Data entries
---*---

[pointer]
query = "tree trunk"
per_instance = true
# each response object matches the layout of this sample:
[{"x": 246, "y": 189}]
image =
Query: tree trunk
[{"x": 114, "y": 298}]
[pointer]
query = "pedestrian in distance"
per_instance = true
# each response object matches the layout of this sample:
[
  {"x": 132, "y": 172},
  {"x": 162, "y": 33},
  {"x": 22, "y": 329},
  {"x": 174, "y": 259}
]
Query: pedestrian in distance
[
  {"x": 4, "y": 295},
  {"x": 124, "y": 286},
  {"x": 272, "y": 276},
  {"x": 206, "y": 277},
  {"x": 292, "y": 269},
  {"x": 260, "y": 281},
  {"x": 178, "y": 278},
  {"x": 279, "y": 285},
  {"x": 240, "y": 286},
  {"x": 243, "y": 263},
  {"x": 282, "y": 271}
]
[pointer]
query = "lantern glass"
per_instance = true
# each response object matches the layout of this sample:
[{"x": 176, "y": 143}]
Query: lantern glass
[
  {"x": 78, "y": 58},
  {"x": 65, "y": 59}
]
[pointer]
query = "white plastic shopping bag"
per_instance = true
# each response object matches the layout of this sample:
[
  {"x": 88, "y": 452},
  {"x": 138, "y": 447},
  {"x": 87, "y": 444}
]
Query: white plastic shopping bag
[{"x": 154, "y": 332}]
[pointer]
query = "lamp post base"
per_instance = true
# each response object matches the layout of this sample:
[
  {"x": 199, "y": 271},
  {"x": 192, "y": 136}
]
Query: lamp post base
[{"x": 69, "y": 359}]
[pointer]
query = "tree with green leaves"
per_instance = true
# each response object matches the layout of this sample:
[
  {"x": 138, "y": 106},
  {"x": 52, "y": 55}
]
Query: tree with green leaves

---*---

→ **TASK REQUIREMENTS**: All of the data above is to be given again, word for word.

→ **RESPONSE FOR THIS EXERCISE**:
[pointer]
query = "tree trunk"
per_instance = true
# each response object matches the layout of this sample:
[{"x": 246, "y": 189}]
image =
Query: tree trunk
[{"x": 114, "y": 298}]
[pointer]
query = "pedestrian in distance"
per_instance = true
# each response object matches the layout of this sample:
[
  {"x": 132, "y": 172},
  {"x": 162, "y": 33},
  {"x": 22, "y": 329},
  {"x": 174, "y": 259}
]
Query: pedestrian in distance
[
  {"x": 4, "y": 295},
  {"x": 124, "y": 286},
  {"x": 272, "y": 276},
  {"x": 206, "y": 277},
  {"x": 292, "y": 269},
  {"x": 260, "y": 281},
  {"x": 178, "y": 278},
  {"x": 279, "y": 285},
  {"x": 240, "y": 286},
  {"x": 243, "y": 263},
  {"x": 282, "y": 271}
]
[pointer]
query = "lantern glass"
per_instance = true
# each response object matches the layout of this sample:
[{"x": 176, "y": 143}]
Query: lantern glass
[
  {"x": 78, "y": 58},
  {"x": 65, "y": 59}
]
[pointer]
query = "white plastic shopping bag"
per_instance = true
# each response object matches the layout of this sample:
[
  {"x": 88, "y": 452},
  {"x": 138, "y": 447},
  {"x": 87, "y": 444}
]
Query: white plastic shopping bag
[{"x": 154, "y": 332}]
[pointer]
query = "lamp post base"
per_instance = true
# each response object matches the layout of this sample:
[
  {"x": 199, "y": 271},
  {"x": 192, "y": 136}
]
Query: lamp post base
[{"x": 69, "y": 359}]
[pointer]
query = "tree with green leaves"
per_instance = true
# each response object matches the layout of this sample:
[
  {"x": 138, "y": 106},
  {"x": 52, "y": 55}
]
Query: tree with green leaves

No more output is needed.